INFORMATION:
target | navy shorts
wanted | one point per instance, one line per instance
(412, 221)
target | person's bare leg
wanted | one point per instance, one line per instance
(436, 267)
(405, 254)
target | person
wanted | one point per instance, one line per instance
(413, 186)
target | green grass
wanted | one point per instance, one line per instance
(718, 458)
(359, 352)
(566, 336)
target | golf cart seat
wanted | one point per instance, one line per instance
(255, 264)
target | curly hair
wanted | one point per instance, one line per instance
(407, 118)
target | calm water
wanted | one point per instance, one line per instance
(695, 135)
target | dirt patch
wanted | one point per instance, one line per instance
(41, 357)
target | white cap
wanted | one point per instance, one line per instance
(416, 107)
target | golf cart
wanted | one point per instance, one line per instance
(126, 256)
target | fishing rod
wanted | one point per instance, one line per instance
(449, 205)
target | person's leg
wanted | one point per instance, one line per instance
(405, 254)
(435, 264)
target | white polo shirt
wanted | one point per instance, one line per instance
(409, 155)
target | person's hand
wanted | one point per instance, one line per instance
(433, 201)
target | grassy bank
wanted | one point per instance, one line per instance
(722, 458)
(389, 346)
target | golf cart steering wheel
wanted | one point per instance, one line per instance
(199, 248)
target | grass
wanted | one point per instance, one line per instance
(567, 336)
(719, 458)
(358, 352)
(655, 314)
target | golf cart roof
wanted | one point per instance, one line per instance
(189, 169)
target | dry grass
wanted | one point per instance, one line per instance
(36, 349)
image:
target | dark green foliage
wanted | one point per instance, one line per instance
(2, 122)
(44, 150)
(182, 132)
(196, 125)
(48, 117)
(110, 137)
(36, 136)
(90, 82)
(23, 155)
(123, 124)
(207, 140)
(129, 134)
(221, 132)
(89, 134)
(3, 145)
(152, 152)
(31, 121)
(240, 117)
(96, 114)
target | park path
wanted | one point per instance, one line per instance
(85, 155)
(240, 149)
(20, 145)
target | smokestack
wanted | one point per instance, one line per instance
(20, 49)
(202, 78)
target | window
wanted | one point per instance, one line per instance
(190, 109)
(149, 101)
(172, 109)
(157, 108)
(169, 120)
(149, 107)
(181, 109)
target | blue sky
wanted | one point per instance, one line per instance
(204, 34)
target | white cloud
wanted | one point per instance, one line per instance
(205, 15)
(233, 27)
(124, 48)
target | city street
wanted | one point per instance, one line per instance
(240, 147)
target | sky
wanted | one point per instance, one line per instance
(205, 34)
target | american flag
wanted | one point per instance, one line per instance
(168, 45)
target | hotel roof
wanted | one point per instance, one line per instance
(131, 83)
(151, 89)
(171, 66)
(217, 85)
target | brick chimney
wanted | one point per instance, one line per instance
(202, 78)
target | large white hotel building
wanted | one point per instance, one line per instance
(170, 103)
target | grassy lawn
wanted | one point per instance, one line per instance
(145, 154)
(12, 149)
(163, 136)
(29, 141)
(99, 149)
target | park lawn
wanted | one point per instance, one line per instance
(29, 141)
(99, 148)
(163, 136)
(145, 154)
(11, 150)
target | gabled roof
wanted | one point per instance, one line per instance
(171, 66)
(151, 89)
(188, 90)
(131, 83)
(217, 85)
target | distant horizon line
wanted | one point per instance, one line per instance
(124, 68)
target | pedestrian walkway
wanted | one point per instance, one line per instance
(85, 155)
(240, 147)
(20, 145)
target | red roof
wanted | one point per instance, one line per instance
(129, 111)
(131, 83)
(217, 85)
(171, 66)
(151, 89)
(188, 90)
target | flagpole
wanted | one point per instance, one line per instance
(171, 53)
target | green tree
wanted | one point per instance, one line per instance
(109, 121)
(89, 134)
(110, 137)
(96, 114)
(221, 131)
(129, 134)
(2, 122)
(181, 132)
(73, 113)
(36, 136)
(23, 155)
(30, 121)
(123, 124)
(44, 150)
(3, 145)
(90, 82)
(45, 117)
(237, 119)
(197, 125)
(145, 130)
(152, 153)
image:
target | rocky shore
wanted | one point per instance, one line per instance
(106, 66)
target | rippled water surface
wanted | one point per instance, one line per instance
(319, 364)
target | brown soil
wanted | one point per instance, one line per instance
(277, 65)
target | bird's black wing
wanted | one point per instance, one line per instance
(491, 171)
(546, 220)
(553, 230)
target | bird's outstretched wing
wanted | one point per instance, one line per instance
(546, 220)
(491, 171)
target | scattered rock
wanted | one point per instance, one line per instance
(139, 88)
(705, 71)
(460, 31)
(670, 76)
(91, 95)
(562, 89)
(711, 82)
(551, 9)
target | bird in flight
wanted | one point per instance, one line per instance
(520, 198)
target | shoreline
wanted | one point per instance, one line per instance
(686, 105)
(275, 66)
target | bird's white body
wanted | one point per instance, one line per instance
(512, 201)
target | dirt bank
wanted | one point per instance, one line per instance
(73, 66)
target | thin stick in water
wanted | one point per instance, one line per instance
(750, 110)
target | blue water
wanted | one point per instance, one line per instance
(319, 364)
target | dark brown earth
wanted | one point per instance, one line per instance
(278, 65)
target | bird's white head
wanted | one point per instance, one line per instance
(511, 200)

==

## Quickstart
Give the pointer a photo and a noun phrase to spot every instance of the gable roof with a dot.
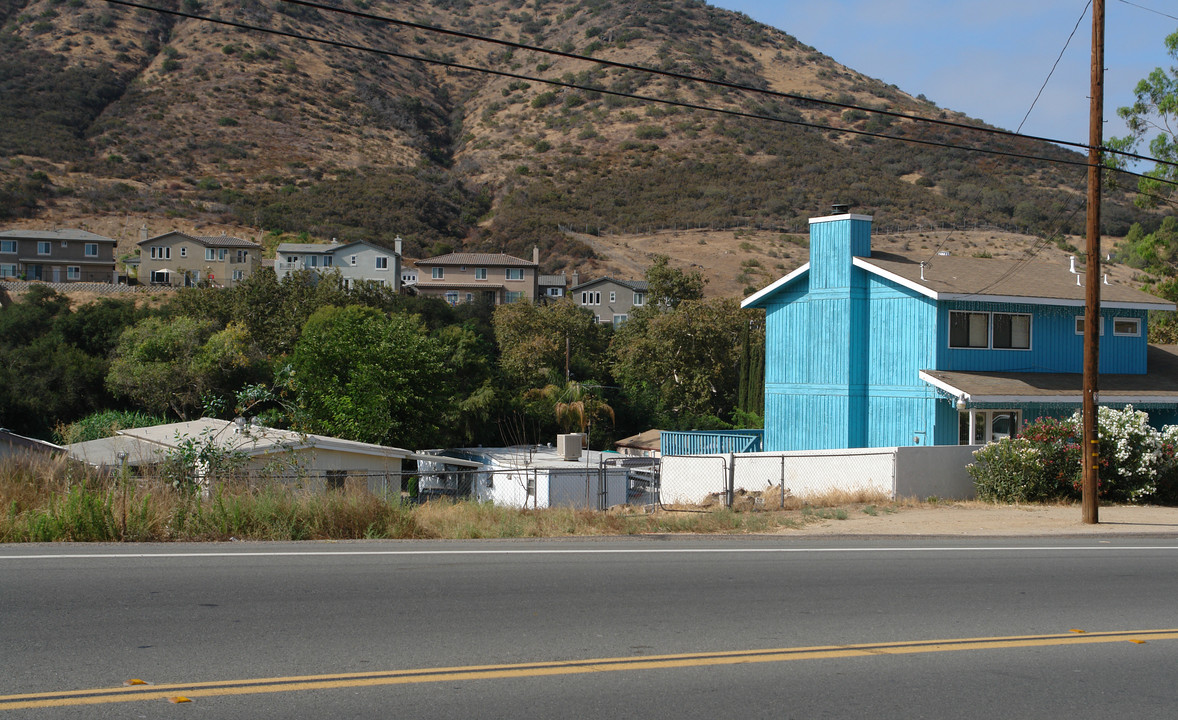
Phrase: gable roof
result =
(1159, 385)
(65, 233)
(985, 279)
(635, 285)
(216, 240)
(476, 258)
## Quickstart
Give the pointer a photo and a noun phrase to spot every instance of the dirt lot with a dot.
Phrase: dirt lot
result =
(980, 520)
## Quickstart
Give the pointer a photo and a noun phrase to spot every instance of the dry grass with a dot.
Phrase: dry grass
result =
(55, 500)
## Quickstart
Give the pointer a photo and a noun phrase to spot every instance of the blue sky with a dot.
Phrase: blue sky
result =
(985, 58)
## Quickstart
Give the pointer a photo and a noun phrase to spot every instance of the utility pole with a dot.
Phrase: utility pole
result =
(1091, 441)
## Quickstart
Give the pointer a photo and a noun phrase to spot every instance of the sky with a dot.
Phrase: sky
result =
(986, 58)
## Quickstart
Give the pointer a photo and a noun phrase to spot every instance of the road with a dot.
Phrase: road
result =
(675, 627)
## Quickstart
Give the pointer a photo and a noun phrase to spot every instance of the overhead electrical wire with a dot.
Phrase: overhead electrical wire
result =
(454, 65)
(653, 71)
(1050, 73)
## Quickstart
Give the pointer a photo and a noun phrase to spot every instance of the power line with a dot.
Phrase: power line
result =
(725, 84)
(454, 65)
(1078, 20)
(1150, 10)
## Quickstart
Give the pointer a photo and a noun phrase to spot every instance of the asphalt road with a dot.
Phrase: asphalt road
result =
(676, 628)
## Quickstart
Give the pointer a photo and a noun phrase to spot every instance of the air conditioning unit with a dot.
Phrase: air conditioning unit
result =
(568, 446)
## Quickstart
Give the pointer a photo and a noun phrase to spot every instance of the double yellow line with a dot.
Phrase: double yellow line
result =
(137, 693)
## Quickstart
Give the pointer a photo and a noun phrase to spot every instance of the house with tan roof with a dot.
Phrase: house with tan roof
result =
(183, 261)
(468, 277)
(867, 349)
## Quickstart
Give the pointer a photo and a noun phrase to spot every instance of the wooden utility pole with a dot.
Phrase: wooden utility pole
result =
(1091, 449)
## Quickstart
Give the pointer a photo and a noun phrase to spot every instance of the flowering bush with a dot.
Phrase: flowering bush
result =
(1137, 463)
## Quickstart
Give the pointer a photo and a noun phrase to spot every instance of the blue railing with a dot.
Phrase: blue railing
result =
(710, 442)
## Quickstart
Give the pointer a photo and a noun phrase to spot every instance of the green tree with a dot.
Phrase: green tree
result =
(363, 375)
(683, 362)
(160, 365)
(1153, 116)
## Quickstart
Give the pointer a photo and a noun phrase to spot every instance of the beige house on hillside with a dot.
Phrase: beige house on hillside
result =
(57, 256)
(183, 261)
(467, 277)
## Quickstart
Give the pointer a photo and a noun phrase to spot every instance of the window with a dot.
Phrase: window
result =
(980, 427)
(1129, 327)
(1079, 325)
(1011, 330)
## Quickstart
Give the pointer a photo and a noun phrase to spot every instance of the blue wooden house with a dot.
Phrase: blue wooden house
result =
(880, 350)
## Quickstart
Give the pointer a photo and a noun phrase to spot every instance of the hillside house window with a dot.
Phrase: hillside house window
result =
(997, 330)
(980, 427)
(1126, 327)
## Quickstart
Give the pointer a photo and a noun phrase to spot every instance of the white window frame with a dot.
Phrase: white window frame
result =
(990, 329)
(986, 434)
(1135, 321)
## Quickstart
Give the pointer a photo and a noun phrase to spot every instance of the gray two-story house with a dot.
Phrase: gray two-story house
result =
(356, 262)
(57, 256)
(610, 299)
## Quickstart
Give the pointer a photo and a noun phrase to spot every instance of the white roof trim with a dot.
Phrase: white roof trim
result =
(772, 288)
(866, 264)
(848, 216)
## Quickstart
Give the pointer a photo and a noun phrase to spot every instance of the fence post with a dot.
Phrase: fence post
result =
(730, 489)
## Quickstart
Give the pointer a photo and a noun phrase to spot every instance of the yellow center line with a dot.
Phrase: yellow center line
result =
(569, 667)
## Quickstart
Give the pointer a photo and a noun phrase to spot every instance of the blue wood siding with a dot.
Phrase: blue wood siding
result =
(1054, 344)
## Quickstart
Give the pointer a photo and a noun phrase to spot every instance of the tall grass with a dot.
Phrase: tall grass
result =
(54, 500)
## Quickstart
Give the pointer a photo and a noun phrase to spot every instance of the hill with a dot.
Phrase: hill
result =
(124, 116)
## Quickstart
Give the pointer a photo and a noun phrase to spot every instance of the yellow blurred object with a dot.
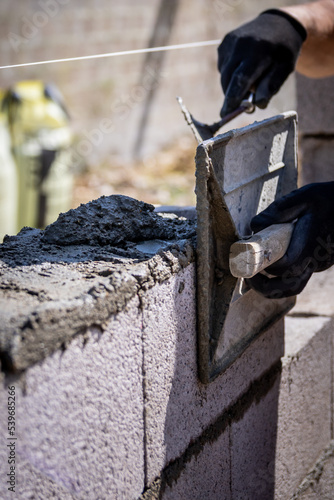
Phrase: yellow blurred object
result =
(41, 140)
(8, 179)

--

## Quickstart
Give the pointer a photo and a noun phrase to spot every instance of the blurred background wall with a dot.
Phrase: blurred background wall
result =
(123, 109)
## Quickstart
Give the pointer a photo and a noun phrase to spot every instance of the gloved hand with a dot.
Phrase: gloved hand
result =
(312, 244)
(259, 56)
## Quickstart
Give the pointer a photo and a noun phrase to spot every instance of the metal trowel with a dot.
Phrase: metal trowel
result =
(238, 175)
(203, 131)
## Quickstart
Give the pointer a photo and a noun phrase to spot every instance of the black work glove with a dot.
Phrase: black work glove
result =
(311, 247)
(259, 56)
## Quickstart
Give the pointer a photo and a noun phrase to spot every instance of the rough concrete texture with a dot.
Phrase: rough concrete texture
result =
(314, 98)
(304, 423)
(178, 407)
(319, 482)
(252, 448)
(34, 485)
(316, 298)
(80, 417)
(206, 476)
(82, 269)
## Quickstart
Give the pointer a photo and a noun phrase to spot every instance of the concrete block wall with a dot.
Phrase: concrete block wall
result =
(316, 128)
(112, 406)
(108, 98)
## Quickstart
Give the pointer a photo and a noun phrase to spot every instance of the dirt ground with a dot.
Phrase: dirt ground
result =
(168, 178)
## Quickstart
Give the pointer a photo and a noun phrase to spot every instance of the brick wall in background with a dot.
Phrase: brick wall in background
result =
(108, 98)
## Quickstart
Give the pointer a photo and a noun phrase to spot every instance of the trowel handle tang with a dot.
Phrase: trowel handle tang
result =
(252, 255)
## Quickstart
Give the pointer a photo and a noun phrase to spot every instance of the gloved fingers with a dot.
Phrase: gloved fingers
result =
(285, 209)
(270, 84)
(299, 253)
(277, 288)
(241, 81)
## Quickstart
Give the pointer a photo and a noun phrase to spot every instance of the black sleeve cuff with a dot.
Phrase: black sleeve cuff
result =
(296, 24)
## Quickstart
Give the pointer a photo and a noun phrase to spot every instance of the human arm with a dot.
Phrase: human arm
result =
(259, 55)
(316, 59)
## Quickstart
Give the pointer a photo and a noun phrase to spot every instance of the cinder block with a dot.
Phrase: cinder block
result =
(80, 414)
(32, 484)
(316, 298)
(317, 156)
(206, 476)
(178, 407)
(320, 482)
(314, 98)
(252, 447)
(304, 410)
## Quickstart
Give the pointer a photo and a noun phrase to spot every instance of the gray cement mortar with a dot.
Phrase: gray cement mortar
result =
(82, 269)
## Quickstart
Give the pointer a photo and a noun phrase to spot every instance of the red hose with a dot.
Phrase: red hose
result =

WHAT YOU WILL DO: Take exactly the lines from the one containing "unit with a dot." through the one containing "Phrase: green tree" in the data above, and output them with nothing added.

RESPONSE TO THE EXERCISE:
Give the pointer a photo and a noun phrase to spot every instance of the air conditioning unit with a dot.
Phrase: air conditioning unit
result =
(568, 446)
## Quickstart
Give the pointer a photo and a noun phrase to spot every instance of the double yellow line with a dot.
Phrase: double yellow line
result =
(137, 693)
## Quickstart
Give the pointer a photo and a noun phrase to spot every instance of the house with tan roof with a dot.
Phrase: house with tan roof
result =
(183, 261)
(468, 277)
(867, 349)
## Quickstart
Give the pointer a photo and a noun phrase to spot every instance of the wooden utility pole with a dot.
Phrase: wooden utility pole
result =
(1091, 449)
## Quickstart
Give the pointer a photo and a noun phrase to spot every instance of the flowering bush with a dot.
Phrase: flowering bush
result =
(1137, 463)
## Quickstart
Give the pointer a photo and a noun phrase to spot every instance of the blue railing with a dot.
Phrase: blue railing
result =
(710, 442)
## Quickstart
Give the pointer a photo and a noun phrase to spot every instance of the green tree with a dot.
Phrase: green tree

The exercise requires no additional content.